(Requirements)
Starting with the line containing "Annotation guideline: for every instance of the bare" and going on through the end of the lines, rewrite that span with "bare tree" swapped for "leafless tree" and nothing else altered.

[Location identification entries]
==============================
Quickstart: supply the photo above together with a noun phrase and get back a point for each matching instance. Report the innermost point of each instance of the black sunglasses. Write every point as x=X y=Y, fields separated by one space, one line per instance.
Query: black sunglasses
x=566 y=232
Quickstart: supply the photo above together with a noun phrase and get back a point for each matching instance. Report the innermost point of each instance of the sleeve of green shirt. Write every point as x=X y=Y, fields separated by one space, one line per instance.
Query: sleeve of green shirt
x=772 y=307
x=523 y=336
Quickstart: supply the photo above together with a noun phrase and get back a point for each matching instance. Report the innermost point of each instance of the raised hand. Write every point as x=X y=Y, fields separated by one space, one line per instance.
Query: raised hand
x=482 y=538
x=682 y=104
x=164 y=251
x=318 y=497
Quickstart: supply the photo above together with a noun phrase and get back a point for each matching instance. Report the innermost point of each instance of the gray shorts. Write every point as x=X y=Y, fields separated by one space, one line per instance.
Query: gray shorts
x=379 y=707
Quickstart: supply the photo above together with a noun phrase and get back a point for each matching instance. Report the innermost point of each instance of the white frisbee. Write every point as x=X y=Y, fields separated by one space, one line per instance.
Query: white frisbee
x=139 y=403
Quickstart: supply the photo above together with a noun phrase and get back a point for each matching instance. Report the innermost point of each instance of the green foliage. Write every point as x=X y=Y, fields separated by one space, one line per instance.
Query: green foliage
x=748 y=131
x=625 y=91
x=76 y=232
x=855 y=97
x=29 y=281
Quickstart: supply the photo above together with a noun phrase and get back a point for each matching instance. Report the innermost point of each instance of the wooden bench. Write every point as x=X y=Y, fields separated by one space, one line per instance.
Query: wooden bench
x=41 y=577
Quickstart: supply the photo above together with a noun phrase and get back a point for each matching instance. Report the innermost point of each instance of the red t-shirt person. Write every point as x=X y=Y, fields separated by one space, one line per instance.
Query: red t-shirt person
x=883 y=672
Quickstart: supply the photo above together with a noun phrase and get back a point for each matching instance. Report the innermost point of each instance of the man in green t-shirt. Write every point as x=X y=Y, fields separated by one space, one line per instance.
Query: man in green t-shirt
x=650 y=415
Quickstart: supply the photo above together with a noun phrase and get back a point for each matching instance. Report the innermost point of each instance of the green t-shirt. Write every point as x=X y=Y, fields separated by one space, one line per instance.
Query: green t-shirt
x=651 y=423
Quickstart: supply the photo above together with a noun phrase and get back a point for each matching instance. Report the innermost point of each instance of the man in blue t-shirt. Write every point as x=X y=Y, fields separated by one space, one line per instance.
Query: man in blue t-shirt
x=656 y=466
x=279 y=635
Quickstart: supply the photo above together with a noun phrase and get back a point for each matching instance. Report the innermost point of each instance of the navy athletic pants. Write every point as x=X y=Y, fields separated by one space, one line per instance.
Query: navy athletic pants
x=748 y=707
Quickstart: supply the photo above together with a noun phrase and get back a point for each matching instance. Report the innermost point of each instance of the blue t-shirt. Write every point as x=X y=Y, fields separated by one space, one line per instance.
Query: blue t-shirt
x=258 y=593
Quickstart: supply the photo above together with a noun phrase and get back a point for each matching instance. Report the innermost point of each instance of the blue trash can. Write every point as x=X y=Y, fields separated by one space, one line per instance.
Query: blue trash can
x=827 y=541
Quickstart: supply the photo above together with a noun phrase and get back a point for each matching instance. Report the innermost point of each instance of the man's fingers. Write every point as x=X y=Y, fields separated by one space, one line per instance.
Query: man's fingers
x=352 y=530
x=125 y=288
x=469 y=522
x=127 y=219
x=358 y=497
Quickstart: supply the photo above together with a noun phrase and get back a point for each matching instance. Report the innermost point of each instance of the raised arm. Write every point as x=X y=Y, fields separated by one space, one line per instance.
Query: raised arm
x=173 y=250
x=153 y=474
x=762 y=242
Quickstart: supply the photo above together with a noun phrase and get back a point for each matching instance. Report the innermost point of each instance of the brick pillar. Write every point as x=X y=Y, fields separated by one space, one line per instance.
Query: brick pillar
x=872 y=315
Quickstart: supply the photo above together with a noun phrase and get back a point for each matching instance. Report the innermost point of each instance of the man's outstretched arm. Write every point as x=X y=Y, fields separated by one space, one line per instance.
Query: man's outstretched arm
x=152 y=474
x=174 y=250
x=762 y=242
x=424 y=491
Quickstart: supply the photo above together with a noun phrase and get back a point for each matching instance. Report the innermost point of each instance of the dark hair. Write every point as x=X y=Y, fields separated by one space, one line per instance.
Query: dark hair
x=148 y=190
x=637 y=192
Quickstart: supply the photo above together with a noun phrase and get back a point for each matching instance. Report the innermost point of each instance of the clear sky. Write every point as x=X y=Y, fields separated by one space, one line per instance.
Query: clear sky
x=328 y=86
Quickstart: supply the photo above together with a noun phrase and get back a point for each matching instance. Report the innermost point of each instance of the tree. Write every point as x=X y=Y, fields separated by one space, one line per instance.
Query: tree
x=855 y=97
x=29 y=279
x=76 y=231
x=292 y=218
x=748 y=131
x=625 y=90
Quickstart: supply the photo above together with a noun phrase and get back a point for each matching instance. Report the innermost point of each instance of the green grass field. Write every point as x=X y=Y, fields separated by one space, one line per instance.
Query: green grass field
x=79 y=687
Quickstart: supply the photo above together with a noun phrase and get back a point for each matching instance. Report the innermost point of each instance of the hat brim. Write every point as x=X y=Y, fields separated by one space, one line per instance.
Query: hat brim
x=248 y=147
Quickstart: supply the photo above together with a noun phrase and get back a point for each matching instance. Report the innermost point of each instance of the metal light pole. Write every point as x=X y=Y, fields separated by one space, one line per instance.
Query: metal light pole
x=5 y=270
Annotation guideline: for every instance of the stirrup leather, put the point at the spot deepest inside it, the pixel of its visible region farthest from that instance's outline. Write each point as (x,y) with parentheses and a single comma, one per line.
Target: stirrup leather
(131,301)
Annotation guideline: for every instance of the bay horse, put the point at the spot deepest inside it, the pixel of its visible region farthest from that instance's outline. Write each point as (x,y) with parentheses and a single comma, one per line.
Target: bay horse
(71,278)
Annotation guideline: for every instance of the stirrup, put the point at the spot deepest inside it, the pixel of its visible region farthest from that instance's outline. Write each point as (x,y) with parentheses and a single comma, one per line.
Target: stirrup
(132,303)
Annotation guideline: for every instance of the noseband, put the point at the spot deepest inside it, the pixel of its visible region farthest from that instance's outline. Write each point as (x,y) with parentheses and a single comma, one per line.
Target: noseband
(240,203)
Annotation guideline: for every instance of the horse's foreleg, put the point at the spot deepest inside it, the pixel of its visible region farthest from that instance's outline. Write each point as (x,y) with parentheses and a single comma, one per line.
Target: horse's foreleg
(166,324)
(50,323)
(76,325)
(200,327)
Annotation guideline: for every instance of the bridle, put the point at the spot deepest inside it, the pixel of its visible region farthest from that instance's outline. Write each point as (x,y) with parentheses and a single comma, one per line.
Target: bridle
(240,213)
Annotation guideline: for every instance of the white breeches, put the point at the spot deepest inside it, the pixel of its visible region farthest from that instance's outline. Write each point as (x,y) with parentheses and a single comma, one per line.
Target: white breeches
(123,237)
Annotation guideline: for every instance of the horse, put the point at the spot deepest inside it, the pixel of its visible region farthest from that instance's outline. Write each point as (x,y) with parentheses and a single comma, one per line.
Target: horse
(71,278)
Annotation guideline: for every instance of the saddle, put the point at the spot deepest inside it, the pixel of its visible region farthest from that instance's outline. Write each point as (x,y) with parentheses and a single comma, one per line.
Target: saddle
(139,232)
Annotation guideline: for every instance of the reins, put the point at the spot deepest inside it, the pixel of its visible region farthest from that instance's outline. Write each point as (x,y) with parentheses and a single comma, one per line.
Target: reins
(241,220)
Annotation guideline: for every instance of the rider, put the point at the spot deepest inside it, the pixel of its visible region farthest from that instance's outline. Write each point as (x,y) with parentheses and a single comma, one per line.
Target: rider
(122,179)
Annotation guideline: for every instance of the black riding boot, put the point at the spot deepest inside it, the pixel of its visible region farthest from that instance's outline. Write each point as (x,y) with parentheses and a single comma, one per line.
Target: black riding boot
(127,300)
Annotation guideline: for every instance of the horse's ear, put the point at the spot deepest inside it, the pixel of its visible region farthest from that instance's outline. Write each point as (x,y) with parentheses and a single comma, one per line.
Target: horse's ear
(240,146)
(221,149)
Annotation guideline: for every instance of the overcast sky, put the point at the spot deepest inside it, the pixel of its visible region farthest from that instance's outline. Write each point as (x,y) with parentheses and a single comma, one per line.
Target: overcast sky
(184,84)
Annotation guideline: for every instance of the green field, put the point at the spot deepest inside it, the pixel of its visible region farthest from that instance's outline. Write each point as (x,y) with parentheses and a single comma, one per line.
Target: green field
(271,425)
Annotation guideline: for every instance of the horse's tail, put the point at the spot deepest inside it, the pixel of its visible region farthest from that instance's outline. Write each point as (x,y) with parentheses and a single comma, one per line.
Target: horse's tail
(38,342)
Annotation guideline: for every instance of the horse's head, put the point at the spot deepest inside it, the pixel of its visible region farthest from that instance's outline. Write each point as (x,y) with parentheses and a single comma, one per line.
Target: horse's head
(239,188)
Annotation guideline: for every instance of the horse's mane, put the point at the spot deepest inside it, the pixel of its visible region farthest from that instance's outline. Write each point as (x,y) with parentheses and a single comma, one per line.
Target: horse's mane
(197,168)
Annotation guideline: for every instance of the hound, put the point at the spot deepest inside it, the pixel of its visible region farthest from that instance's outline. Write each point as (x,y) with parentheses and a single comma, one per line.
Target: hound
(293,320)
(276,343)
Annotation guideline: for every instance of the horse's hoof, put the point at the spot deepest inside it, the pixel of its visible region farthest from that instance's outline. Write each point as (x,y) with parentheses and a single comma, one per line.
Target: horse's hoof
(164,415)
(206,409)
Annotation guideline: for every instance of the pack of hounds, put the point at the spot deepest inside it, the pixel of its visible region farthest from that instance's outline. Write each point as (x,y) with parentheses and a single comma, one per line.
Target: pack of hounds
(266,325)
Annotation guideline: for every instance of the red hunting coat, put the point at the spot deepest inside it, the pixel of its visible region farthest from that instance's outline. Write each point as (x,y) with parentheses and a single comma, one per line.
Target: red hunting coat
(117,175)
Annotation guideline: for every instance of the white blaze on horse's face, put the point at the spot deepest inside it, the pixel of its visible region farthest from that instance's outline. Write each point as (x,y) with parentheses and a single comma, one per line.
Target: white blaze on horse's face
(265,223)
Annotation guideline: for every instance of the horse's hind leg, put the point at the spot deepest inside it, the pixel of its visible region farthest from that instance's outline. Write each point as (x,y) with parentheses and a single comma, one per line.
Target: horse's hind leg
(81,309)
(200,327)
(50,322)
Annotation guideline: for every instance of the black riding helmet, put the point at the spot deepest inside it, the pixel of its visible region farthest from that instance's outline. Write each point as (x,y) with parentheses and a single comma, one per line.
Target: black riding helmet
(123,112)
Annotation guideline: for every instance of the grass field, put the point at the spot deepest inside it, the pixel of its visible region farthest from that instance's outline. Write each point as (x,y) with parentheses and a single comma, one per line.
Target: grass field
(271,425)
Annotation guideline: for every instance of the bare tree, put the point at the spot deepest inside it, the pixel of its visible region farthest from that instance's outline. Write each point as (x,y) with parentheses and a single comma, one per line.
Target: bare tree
==============================
(Exercise answer)
Annotation guideline: for every instance of the leafless tree, put the point at the spot deepest inside it, the pixel of its visible region farthest from that instance's outline. Write each point as (x,y) with parentheses and a single comma, one per line.
Target: leafless tree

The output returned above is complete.